As he began releasing music, he was also, as he told The Guardian, "struggling" with alcohol. "I just hid it very well," he added. What followed was a year of sobriety. "My social life completely plummeted," he said of those 12 months. "I don't know whether it made me happier, but it was definitely needed." All of this was unfolding as he entered into a relationship with Cheryl Cole in 2016, fathered a son, Bear, with her in 2017, and broke up with her in 2018. (He's currently dating model Maya Henry, which he confirmed in September of this year.)
As he was figuring out who he was, he was also hard at work on determining just what his sound was. "It was difficult. I mean, it's opening up at first and trying to figure out who you are and what people want to know from you. And what the sound is," he told GQ. "Trying to find that medium point for all those things. It's just the most difficult thing..."
After splitting from Cheryl last year, he made the decision to delay the release of the album, telling fans on Twitter that he'd "looked at some of the songs...which were done a while ago and they felt from another age." After releasing the EP First Time, it was, at least partially, back to the drawing board.

□ □ □ □

**GIVEN INSTRUCTION:**
Please answer these questions using the article excerpt:
(a) How long did his period of sobriety last?
(b) To which publication did he describe finding his sound as difficult?
(c) What was the name of the EP he released?
These records come from a separate source.

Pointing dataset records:
□ □ □ □

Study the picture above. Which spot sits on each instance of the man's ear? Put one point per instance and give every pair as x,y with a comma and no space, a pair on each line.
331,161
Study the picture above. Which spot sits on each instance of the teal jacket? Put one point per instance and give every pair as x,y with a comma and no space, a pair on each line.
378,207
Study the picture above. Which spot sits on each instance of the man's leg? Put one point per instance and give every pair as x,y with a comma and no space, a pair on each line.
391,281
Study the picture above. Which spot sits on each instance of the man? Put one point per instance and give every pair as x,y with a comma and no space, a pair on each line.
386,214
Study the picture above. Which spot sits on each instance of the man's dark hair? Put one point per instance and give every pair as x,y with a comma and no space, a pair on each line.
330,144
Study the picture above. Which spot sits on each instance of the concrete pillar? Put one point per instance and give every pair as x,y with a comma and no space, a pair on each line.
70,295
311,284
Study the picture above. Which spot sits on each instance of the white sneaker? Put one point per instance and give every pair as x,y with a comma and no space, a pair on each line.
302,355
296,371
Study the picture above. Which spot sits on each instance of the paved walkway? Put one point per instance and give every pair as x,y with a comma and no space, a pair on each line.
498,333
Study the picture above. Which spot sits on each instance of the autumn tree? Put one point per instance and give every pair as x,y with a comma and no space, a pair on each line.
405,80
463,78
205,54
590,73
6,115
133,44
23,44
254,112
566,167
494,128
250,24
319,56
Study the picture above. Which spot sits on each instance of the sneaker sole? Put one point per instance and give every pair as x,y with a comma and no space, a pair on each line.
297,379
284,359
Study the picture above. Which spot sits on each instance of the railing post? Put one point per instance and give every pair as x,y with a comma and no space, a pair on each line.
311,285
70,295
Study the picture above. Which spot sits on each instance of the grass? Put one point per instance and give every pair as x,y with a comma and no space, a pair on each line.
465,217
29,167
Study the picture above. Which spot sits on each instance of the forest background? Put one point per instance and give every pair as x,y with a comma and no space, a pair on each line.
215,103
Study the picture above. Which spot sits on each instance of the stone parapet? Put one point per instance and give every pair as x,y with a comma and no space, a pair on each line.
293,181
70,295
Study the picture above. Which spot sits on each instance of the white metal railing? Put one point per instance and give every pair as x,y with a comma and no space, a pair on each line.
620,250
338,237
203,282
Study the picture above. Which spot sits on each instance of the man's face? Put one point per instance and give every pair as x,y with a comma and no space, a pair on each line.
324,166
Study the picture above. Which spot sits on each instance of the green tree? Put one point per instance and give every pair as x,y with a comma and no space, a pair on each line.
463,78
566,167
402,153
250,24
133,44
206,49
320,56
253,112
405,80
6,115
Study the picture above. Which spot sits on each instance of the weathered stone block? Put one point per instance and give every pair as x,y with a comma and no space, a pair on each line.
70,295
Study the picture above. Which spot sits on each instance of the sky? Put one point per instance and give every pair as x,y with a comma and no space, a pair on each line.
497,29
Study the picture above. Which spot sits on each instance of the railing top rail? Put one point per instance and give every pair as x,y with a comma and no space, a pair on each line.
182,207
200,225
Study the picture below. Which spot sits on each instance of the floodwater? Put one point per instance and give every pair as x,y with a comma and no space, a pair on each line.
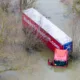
33,66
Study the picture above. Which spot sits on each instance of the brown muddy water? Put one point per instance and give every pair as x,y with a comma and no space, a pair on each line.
17,64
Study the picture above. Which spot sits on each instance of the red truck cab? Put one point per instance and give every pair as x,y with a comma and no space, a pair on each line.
60,58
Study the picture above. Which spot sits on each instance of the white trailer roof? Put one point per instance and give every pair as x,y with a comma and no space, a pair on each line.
48,26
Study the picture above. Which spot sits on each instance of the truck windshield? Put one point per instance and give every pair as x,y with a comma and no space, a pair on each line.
60,63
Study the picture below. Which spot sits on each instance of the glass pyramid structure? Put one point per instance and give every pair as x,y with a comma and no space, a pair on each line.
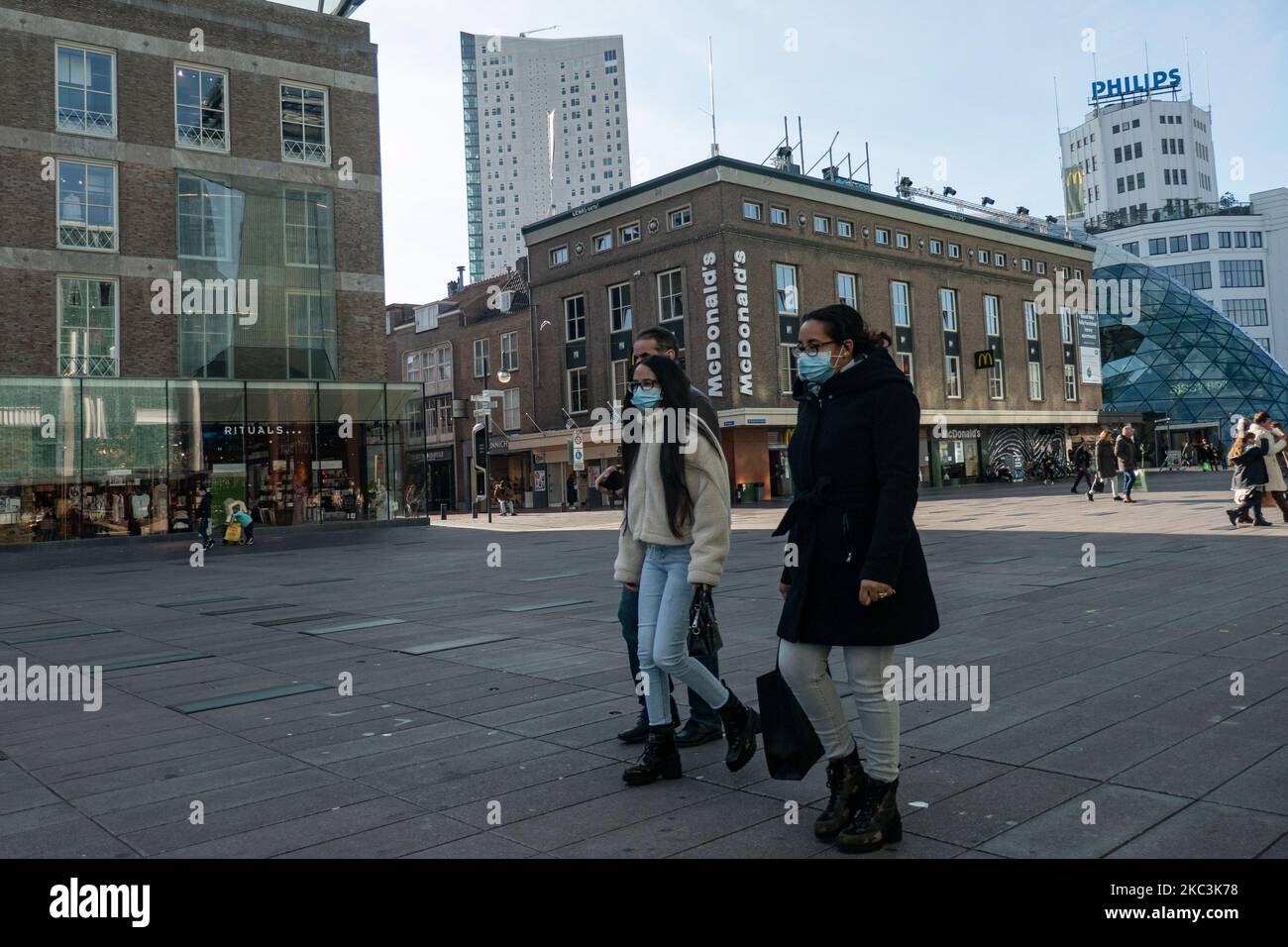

□ □ □ □

**THE RESPONSE:**
(a) A year (12 months).
(b) GQ.
(c) First Time.